Object pointing dataset rows
○ ○ ○ ○
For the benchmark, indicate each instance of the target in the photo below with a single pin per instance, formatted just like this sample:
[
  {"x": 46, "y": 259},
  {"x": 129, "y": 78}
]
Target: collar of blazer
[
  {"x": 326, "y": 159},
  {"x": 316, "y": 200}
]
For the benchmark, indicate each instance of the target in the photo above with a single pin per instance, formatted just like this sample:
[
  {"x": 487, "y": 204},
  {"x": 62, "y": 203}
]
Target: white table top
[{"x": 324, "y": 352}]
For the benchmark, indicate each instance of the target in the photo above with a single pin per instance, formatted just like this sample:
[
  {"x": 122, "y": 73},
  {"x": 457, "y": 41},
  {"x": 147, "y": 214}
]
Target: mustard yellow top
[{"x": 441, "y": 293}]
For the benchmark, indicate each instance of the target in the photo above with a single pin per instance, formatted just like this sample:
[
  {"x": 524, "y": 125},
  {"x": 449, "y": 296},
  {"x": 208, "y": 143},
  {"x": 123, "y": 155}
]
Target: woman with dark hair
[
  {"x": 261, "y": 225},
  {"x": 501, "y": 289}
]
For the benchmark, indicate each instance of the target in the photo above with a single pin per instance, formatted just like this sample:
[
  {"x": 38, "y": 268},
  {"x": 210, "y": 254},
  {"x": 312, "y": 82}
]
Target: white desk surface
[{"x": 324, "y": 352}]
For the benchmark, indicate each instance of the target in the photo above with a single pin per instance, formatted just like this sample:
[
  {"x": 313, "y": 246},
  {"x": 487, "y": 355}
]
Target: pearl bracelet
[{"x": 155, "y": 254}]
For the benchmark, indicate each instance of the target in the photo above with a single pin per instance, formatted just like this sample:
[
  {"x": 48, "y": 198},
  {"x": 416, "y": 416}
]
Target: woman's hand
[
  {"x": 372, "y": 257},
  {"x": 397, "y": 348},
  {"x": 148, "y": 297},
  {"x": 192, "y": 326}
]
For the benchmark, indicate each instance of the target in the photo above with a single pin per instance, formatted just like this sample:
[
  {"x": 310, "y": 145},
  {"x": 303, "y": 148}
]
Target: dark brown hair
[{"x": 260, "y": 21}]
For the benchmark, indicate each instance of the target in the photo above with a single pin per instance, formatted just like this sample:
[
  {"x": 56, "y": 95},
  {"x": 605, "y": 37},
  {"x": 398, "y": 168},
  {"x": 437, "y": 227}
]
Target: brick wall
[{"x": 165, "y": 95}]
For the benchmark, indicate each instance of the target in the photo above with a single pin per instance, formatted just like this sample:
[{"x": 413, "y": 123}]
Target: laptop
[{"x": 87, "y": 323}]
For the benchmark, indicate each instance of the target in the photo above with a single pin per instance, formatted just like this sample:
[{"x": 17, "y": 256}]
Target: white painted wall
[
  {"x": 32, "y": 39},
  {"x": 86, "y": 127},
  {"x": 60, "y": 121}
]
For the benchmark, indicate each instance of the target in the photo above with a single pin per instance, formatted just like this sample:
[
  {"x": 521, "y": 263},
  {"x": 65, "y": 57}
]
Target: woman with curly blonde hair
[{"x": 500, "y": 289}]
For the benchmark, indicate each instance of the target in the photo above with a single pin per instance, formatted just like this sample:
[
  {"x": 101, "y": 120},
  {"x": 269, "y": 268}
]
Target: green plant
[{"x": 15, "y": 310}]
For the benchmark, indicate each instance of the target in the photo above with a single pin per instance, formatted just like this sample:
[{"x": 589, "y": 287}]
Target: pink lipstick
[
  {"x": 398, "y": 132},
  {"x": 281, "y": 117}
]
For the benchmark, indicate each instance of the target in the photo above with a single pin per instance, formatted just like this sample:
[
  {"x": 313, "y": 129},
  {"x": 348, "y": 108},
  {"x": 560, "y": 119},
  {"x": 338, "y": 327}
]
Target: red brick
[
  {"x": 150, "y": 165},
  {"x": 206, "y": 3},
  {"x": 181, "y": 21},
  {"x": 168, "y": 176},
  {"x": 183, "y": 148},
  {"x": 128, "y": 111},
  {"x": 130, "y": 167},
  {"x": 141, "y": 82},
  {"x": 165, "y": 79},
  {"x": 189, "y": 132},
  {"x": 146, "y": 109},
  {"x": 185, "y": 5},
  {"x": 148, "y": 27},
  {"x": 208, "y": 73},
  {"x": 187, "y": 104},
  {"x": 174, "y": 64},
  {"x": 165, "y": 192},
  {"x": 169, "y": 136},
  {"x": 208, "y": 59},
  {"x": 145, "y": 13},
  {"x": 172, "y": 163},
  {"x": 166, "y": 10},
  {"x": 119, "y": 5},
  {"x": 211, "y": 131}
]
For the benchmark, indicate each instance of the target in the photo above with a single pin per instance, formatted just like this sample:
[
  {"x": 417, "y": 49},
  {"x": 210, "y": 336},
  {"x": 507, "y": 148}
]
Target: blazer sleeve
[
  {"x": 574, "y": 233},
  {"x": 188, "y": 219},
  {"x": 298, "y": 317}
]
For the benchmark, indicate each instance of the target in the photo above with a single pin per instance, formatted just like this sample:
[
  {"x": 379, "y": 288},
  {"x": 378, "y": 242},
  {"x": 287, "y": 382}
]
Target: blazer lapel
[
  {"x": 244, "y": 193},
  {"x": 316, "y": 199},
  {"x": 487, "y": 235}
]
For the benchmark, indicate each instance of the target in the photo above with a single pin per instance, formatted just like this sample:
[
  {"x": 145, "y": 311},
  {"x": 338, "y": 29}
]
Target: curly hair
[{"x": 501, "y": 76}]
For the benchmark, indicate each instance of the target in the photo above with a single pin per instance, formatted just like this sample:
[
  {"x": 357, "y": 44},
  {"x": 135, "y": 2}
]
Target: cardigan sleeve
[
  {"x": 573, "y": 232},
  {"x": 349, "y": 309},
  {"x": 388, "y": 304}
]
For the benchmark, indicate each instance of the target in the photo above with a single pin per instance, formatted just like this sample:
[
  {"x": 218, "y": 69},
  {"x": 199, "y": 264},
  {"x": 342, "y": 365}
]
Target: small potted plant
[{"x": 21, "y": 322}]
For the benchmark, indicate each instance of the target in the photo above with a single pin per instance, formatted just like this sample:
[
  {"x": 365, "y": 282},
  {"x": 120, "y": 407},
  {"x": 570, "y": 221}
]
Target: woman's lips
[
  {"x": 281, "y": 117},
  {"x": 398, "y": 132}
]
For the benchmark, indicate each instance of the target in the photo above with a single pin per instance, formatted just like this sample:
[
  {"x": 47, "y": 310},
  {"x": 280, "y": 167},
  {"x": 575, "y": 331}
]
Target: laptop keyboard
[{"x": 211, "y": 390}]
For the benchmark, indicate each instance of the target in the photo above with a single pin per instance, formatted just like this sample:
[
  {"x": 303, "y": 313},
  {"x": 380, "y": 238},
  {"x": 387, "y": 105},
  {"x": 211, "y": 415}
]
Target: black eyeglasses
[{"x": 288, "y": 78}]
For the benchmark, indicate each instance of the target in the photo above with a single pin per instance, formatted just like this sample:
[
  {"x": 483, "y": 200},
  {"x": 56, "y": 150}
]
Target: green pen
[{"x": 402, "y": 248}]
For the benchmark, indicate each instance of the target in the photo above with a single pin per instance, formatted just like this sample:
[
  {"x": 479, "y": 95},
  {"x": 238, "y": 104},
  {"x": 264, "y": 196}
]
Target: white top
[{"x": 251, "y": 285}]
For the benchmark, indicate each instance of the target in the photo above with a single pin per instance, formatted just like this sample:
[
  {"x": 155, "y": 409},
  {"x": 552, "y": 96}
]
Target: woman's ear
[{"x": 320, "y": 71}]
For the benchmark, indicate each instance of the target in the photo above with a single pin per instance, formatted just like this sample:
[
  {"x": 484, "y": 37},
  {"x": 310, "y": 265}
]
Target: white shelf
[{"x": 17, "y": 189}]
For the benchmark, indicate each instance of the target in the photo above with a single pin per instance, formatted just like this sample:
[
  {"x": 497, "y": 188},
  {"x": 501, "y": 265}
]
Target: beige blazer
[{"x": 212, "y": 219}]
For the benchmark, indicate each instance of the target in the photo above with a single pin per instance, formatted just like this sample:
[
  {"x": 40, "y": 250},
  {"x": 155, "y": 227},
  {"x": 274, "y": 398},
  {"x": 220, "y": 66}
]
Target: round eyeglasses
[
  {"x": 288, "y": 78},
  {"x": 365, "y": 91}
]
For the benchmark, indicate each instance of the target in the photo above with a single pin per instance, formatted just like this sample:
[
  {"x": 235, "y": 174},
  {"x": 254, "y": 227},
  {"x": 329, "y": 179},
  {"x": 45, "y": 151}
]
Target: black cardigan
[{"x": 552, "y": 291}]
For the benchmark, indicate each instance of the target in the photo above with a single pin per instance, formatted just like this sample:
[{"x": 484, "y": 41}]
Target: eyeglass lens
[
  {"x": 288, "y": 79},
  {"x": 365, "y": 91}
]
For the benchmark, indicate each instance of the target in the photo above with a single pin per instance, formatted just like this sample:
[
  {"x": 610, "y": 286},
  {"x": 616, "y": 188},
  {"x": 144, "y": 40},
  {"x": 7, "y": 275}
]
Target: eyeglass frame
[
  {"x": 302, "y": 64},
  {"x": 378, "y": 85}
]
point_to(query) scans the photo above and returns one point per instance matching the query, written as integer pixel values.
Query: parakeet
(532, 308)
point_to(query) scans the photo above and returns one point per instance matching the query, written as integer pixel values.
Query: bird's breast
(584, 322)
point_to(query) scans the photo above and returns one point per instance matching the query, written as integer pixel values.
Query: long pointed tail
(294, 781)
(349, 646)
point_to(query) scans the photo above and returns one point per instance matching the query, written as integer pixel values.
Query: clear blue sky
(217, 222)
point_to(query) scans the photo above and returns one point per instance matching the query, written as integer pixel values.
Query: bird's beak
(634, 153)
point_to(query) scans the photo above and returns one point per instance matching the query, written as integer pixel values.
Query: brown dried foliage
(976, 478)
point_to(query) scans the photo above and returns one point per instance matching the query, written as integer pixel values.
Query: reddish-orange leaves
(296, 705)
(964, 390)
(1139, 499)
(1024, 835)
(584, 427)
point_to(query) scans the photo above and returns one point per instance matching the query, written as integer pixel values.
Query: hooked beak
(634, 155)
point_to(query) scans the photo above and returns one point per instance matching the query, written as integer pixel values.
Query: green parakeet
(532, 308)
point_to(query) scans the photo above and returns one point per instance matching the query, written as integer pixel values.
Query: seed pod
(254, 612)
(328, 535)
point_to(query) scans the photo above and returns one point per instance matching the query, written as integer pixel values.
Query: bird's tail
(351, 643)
○ ○ ○ ○
Return every line of the items that contains the string "dark", treating uppercase and lowercase letters as distinct.

Complete output ::
Target: woman with dark hair
Target: dark brown hair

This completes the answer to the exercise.